◆ EXTRACTED DATA:
+++++
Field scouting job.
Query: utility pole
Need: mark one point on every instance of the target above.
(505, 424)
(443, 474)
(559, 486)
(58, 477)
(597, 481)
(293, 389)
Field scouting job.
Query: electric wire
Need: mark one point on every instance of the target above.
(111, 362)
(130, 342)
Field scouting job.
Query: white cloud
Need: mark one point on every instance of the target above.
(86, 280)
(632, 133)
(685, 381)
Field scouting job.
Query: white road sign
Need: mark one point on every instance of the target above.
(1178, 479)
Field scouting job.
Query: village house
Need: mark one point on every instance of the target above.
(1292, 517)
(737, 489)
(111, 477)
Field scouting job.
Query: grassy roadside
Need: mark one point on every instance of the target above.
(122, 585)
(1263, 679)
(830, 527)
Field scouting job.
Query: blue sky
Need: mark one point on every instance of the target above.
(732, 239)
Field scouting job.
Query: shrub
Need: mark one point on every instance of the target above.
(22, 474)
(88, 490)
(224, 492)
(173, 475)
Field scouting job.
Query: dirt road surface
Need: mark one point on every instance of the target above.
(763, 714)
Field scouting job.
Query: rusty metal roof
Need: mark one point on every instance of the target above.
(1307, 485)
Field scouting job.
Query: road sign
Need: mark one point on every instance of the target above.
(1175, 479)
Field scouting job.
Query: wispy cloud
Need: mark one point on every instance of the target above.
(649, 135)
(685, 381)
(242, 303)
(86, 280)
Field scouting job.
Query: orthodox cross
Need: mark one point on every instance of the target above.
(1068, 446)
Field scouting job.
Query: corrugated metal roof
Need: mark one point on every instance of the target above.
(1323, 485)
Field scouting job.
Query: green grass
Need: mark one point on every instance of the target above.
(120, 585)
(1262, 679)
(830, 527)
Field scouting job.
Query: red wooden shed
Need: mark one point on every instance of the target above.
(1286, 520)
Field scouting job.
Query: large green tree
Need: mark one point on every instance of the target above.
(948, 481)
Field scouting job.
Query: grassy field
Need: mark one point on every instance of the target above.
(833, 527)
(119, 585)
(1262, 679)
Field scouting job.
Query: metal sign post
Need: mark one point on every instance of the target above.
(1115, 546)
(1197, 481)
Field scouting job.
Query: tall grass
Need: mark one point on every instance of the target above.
+++++
◆ OBJECTIVE:
Output the complete data exactly as written.

◆ THE ANSWER:
Field scouting job.
Query: utility pole
Need: mark one point on every instance of the target above.
(505, 424)
(443, 474)
(559, 486)
(58, 477)
(597, 481)
(293, 389)
Field scouting job.
Query: electric wire
Need: mark one point on every instance of the target above.
(111, 362)
(130, 342)
Field scouting job.
Query: white cloud
Need: mark one point on every instance of the target above.
(86, 280)
(632, 133)
(685, 381)
Field scouting job.
Query: white road sign
Need: mark one point on every instance of the target above.
(1178, 479)
Field scouting job.
Query: village house
Need: mark one point on every instance of the target above.
(1292, 517)
(737, 489)
(111, 477)
Field scouting job.
Query: grassy roadside
Need: mark one point on every instance of the target above.
(122, 585)
(1263, 679)
(830, 527)
Field scouting job.
Query: blue sky
Need: mark one point on every instance of the target above.
(732, 239)
Field scouting job.
Query: shrub
Need: mark one point on every instance of the target above.
(22, 474)
(88, 490)
(224, 492)
(173, 475)
Field scouting job.
Query: dirt road surface
Need: mark one point on every instance of the target above.
(763, 714)
Field scouting job.
Query: rusty metal roof
Need: mark one point on every instance of the target above.
(1307, 485)
Field scouting job.
Query: road sign
Need: mark one point on every instance of the target above.
(1175, 479)
Field scouting job.
Query: wispy cloud
Need: mark one point on every instance of the target above.
(649, 135)
(685, 381)
(242, 303)
(86, 280)
Field scouting job.
Query: orthodox cross
Need: mark one point on every instance of the target above.
(1068, 446)
Field scouting job.
Query: corrugated metal roof
Need: mark one point on every instance of the target above.
(1323, 485)
Field scouting job.
Query: green grass
Need: mark one point on every instance of the target above.
(120, 585)
(1262, 679)
(830, 527)
Field scouting job.
Query: red wooden shed
Need: mark one point on every instance of the target above.
(1286, 520)
Field scouting job.
Query: large green tree
Need: mark one point on every instance of the target above.
(948, 481)
Field scouting job.
Query: grassy field
Need: mark one point on every instance of the target above.
(833, 527)
(119, 585)
(1262, 679)
Field scouting job.
Query: metal sign post
Need: mark one point on every instance of the target above.
(1115, 546)
(1197, 481)
Field scouting job.
Query: tall grass
Need: mark one point on every instance of the target above.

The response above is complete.